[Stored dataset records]
☆ ☆ ☆

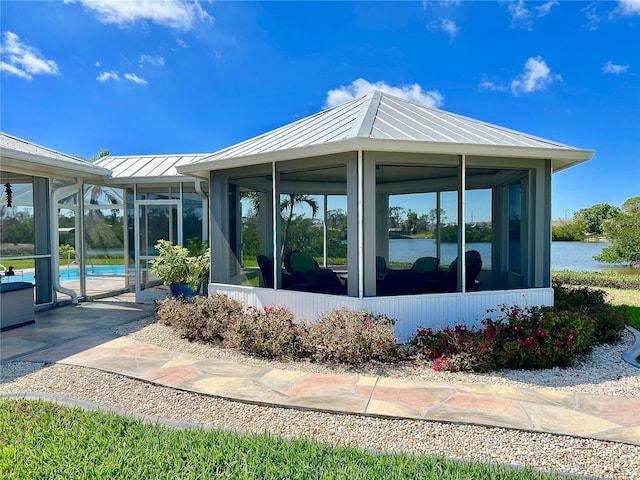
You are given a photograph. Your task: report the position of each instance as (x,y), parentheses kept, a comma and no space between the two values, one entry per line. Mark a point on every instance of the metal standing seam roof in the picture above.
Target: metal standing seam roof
(24,154)
(378,117)
(146,167)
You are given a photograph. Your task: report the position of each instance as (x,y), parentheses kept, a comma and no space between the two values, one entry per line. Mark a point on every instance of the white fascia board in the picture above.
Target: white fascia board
(268,157)
(47,167)
(123,181)
(561,157)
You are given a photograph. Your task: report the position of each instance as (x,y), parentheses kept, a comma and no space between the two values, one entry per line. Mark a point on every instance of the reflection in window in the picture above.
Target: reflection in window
(515,215)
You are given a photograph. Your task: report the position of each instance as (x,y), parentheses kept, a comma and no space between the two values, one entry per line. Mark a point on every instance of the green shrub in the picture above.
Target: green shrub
(269,332)
(598,279)
(203,319)
(609,321)
(345,336)
(530,338)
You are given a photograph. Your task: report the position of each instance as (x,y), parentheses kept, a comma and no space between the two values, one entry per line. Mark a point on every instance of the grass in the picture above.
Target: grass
(45,440)
(628,300)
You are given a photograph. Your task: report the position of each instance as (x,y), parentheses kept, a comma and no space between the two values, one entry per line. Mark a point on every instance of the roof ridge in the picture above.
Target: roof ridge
(363,124)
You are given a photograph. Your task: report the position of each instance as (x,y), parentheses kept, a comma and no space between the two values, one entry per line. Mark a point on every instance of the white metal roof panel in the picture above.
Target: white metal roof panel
(378,116)
(146,166)
(36,156)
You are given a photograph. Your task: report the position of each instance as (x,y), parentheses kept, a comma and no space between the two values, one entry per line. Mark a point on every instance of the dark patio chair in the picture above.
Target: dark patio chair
(324,280)
(381,267)
(400,282)
(266,270)
(426,264)
(473,261)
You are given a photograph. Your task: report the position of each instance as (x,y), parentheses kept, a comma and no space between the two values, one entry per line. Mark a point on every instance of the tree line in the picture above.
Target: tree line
(620,226)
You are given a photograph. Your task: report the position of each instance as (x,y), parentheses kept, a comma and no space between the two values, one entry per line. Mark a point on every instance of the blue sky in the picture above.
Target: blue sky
(174,76)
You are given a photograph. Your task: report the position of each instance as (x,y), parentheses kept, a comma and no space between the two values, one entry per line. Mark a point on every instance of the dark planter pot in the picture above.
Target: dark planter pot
(184,291)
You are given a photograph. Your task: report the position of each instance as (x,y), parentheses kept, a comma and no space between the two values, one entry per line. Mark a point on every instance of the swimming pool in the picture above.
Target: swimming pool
(71,273)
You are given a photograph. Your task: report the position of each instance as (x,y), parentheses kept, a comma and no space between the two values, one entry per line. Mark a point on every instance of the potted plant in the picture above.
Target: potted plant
(182,272)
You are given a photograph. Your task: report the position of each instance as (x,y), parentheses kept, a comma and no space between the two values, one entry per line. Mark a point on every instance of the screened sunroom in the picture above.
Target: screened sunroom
(79,230)
(47,232)
(349,168)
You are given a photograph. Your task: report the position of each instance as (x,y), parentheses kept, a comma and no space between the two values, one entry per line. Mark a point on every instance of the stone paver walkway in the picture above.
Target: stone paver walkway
(535,409)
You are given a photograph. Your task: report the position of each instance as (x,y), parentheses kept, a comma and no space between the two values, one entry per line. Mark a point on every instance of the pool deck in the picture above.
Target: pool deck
(82,335)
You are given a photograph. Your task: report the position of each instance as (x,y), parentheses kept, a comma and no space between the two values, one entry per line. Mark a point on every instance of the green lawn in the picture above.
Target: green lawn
(631,301)
(44,440)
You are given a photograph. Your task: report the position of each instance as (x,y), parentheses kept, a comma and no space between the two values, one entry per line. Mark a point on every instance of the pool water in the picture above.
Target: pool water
(70,273)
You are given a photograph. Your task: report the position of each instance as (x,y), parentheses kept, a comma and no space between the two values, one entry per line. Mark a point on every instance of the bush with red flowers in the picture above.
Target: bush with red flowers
(517,338)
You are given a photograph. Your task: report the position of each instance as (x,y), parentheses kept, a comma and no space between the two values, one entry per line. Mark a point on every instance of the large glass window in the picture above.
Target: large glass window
(515,226)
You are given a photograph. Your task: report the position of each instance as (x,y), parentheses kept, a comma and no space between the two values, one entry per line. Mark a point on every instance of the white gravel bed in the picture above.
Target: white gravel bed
(556,453)
(604,373)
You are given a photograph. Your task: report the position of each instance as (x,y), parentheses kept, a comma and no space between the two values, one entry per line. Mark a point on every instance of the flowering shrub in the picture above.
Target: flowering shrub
(592,302)
(270,332)
(529,338)
(352,337)
(203,319)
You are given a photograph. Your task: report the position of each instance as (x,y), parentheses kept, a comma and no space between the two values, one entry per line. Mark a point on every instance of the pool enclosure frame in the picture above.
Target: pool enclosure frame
(58,180)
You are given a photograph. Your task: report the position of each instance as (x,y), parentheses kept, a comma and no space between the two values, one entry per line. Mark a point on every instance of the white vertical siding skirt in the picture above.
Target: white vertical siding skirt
(435,311)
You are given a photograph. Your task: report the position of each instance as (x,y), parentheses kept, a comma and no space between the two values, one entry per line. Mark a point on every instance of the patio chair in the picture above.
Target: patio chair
(426,264)
(324,280)
(381,267)
(266,270)
(473,261)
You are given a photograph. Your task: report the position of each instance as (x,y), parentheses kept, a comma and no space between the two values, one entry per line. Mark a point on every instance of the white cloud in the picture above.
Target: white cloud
(136,79)
(359,87)
(8,68)
(23,60)
(450,27)
(104,76)
(611,67)
(593,19)
(536,76)
(628,7)
(155,60)
(177,14)
(545,8)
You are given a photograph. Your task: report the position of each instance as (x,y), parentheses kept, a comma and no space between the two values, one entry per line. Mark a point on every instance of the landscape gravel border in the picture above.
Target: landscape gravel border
(602,372)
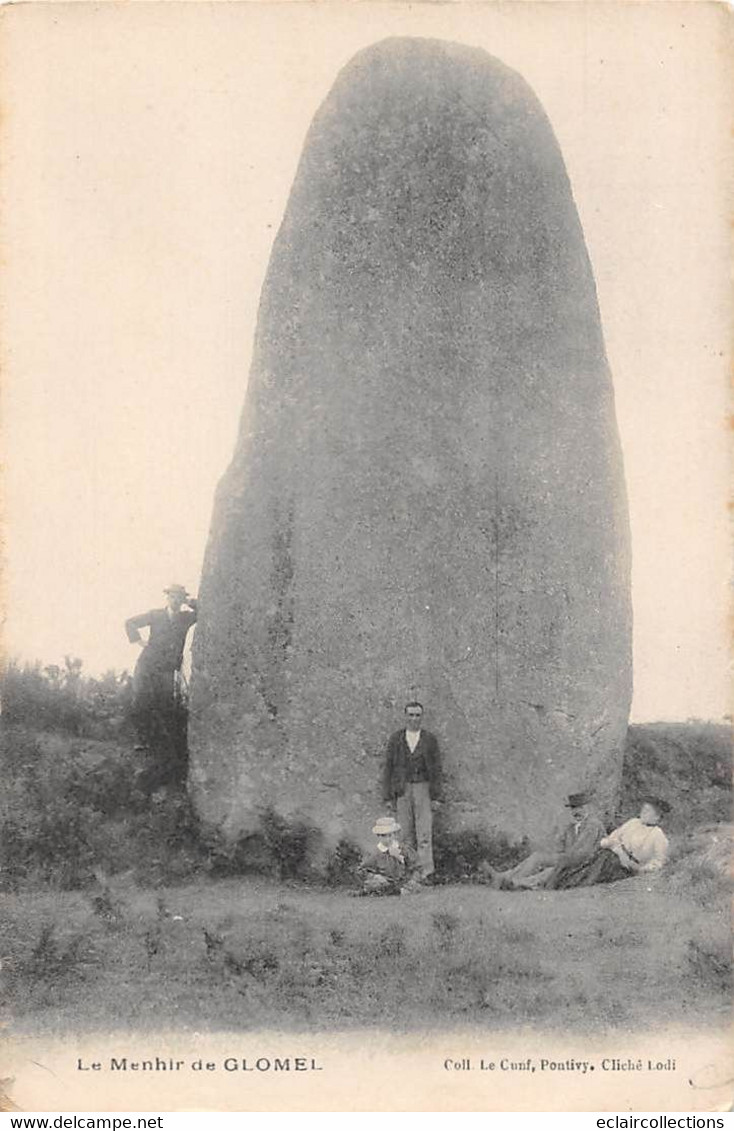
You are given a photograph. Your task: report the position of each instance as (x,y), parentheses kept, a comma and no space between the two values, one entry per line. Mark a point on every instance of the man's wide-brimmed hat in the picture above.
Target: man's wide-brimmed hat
(386,826)
(658,803)
(176,588)
(576,800)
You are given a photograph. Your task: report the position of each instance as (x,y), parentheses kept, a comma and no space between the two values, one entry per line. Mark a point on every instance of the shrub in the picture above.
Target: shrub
(458,855)
(342,865)
(287,843)
(62,699)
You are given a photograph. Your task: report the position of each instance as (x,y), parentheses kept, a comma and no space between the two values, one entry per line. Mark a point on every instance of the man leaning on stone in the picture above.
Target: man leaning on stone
(576,843)
(412,784)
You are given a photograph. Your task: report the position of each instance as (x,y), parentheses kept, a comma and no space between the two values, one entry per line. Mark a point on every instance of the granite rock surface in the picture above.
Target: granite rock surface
(426,497)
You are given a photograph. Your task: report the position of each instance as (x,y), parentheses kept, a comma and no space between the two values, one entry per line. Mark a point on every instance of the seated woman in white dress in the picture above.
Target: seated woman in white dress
(638,846)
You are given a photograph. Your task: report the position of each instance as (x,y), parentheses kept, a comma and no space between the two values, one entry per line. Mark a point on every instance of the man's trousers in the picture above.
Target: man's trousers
(416,822)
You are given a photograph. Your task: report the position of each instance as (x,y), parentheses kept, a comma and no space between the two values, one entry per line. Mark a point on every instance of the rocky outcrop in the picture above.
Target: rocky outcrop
(426,497)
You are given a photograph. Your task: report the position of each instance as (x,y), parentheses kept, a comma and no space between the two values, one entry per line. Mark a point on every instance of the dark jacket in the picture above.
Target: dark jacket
(166,639)
(398,759)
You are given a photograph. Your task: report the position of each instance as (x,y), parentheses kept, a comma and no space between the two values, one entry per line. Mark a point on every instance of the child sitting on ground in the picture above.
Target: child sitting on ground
(388,870)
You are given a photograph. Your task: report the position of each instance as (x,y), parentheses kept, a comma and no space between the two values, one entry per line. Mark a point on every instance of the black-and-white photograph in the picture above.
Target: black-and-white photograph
(364,689)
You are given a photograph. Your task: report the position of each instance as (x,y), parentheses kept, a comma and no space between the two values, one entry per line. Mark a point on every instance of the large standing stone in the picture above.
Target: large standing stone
(426,494)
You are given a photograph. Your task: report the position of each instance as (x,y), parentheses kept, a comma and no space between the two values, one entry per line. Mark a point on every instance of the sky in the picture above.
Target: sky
(148,153)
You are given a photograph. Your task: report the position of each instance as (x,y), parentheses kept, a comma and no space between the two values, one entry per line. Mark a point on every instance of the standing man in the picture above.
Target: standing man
(154,699)
(412,783)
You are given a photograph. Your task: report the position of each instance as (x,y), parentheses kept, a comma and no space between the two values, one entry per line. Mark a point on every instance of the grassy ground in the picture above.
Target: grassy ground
(115,912)
(245,955)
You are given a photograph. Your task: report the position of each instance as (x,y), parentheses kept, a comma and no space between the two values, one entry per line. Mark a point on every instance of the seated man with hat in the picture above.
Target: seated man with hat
(388,870)
(575,844)
(638,846)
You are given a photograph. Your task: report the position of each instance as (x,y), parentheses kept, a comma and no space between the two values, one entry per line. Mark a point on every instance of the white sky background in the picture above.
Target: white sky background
(148,153)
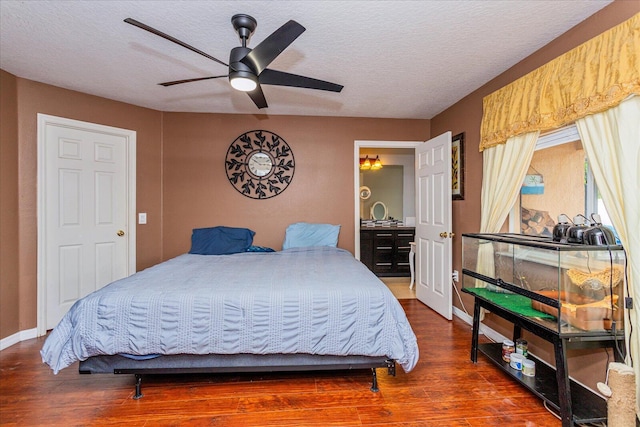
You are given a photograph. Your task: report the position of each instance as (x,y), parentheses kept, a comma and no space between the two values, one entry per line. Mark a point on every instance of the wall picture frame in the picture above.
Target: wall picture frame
(457,167)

☆ ☆ ☆

WHAT YOU NEED TO DO:
Please copy out, word for word, the stretch of the records above from the line containing "deck in the picture above." through the line containing "Target: pool deck", including both of those lines.

COMPLETE OUTPUT:
You are given a photograph. Your task: report the position of each instance as (x,y), parentheses kept, a comma and no space between the two values, one entry per line. Mark a point on every instance of the pool deck in the picture above.
Target: pool deck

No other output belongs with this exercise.